§ MATERIAL FOR THIS EXERCISE:
■ ■ ■ ■ ■
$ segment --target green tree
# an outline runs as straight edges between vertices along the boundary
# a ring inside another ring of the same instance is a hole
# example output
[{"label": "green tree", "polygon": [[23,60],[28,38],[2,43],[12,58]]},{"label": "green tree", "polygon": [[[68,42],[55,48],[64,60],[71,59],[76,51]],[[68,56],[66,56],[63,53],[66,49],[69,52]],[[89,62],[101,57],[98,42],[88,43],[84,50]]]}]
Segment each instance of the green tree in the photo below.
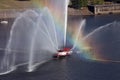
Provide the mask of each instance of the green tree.
[{"label": "green tree", "polygon": [[88,4],[88,0],[79,0],[80,7],[86,7]]}]

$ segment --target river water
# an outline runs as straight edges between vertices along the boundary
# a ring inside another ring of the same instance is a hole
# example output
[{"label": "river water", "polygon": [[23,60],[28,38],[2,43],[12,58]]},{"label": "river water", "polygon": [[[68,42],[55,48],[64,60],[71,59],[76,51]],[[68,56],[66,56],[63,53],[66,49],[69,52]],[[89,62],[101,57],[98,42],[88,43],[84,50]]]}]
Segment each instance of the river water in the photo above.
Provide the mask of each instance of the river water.
[{"label": "river water", "polygon": [[[84,34],[87,35],[108,23],[120,21],[119,17],[120,15],[84,16],[83,18],[86,19]],[[81,16],[69,16],[68,24],[80,19]],[[14,19],[9,19],[8,25],[0,24],[0,47],[2,48],[5,47],[13,21]],[[118,51],[118,53],[120,52]],[[0,54],[2,56],[2,50]],[[18,68],[12,73],[0,76],[0,80],[120,80],[119,62],[89,61],[83,60],[79,56],[79,54],[72,54],[64,59],[51,60],[31,73],[22,71],[23,68]],[[110,56],[108,59],[115,60],[115,57]],[[119,59],[120,55],[117,56],[117,60]]]}]

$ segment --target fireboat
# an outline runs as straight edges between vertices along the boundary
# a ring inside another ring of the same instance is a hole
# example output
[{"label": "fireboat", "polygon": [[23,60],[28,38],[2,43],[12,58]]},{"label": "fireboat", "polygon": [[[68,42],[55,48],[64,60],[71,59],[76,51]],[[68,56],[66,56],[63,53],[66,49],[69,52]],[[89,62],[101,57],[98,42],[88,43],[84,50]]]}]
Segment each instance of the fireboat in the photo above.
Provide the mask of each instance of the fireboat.
[{"label": "fireboat", "polygon": [[71,48],[63,48],[57,51],[56,54],[53,55],[54,59],[59,59],[62,57],[70,56],[72,53]]}]

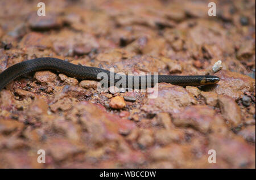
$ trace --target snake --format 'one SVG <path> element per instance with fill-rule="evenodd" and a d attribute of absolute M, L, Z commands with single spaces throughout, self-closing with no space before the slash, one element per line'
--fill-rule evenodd
<path fill-rule="evenodd" d="M 109 71 L 94 67 L 77 65 L 68 61 L 53 57 L 37 58 L 27 60 L 15 64 L 0 73 L 0 91 L 2 91 L 6 85 L 24 74 L 40 70 L 54 70 L 63 73 L 69 77 L 85 80 L 101 81 L 103 76 L 99 76 L 101 73 L 106 75 L 108 85 L 114 84 L 115 85 L 121 79 L 125 80 L 123 86 L 133 88 L 137 87 L 142 88 L 143 83 L 147 85 L 154 86 L 158 83 L 171 83 L 180 86 L 201 86 L 204 85 L 214 84 L 220 81 L 220 78 L 214 75 L 130 75 L 113 72 L 113 83 L 111 84 L 111 79 L 113 78 Z M 119 78 L 116 78 L 116 77 Z M 123 79 L 122 79 L 123 78 Z M 137 86 L 136 86 L 137 84 Z M 129 86 L 130 85 L 130 86 Z M 148 87 L 148 86 L 147 86 Z"/>

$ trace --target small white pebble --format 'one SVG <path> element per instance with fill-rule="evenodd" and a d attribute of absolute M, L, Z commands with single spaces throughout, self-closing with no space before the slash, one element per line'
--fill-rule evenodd
<path fill-rule="evenodd" d="M 221 65 L 222 63 L 222 62 L 221 60 L 218 60 L 216 63 L 214 63 L 214 64 L 212 66 L 212 70 L 214 72 L 218 72 L 222 68 L 222 65 Z"/>
<path fill-rule="evenodd" d="M 116 87 L 115 86 L 110 86 L 109 88 L 109 91 L 110 93 L 113 95 L 119 92 L 119 88 Z"/>

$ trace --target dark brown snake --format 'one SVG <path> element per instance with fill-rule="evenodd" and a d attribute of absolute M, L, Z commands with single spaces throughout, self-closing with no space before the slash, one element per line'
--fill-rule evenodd
<path fill-rule="evenodd" d="M 93 67 L 76 65 L 68 62 L 51 57 L 35 58 L 15 64 L 0 74 L 0 91 L 1 91 L 8 83 L 25 74 L 43 70 L 53 70 L 64 73 L 70 77 L 76 77 L 81 79 L 94 80 L 100 81 L 102 78 L 97 79 L 97 75 L 100 72 L 105 72 L 108 75 L 108 83 L 111 75 L 109 71 Z M 118 75 L 114 74 L 114 75 Z M 220 78 L 212 75 L 195 75 L 195 76 L 177 76 L 177 75 L 158 75 L 158 82 L 154 82 L 153 78 L 155 76 L 151 75 L 145 76 L 130 76 L 121 75 L 126 80 L 126 87 L 128 82 L 132 82 L 132 87 L 134 88 L 134 83 L 138 84 L 139 87 L 144 84 L 143 81 L 147 82 L 147 79 L 151 78 L 151 85 L 156 83 L 168 83 L 181 86 L 213 84 L 217 83 Z M 145 78 L 144 79 L 142 78 Z M 118 82 L 119 79 L 114 80 L 114 84 Z M 110 84 L 111 85 L 111 84 Z"/>

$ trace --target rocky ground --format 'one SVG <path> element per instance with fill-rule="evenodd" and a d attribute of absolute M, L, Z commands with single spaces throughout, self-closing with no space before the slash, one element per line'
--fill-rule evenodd
<path fill-rule="evenodd" d="M 204 75 L 221 59 L 221 80 L 160 83 L 149 99 L 148 91 L 100 93 L 96 82 L 55 71 L 24 75 L 0 92 L 0 168 L 255 168 L 255 1 L 214 1 L 216 16 L 207 1 L 43 1 L 42 18 L 37 1 L 1 1 L 0 72 L 54 57 Z"/>

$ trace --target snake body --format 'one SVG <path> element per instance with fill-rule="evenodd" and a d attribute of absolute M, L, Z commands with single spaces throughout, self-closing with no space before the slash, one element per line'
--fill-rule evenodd
<path fill-rule="evenodd" d="M 2 72 L 0 74 L 0 91 L 1 91 L 8 83 L 18 77 L 31 72 L 35 72 L 43 70 L 53 70 L 64 73 L 70 77 L 75 77 L 82 79 L 101 80 L 102 78 L 97 78 L 97 75 L 100 72 L 105 72 L 108 75 L 109 85 L 111 78 L 109 71 L 93 67 L 76 65 L 60 59 L 52 57 L 44 57 L 35 58 L 23 61 L 15 64 Z M 115 73 L 115 75 L 119 75 Z M 126 80 L 126 85 L 129 85 L 129 80 L 138 83 L 139 87 L 141 87 L 143 81 L 147 82 L 148 79 L 152 78 L 152 85 L 155 83 L 168 83 L 175 85 L 187 86 L 199 86 L 202 85 L 212 84 L 217 83 L 220 79 L 212 75 L 193 75 L 193 76 L 177 76 L 177 75 L 158 75 L 158 79 L 153 75 L 130 76 L 120 75 L 120 77 Z M 156 79 L 157 82 L 153 80 Z M 114 84 L 118 82 L 119 79 L 114 79 Z M 110 84 L 111 85 L 111 84 Z M 134 88 L 134 85 L 133 85 Z"/>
■ ■ ■ ■ ■
Output the entries from the start through the line containing "Segment each instance of the green" as a JSON list of strings, one string per line, leaving out blank lines.

§ TASK RESULT:
[
  "$ segment --target green tree",
  "# an outline runs as straight edges between vertices along the boundary",
  "# a ring inside another ring of the same instance is a hole",
  "# example output",
  "[{\"label\": \"green tree\", \"polygon\": [[23,60],[28,38],[2,43],[12,58]]},{\"label\": \"green tree\", \"polygon\": [[[68,42],[55,48],[64,60],[71,59],[76,51]],[[68,56],[66,56],[63,53],[66,49],[69,52]],[[89,62],[101,57],[98,42],[88,43],[84,50]]]}]",
  "Segment each instance of the green tree in the photo below."
]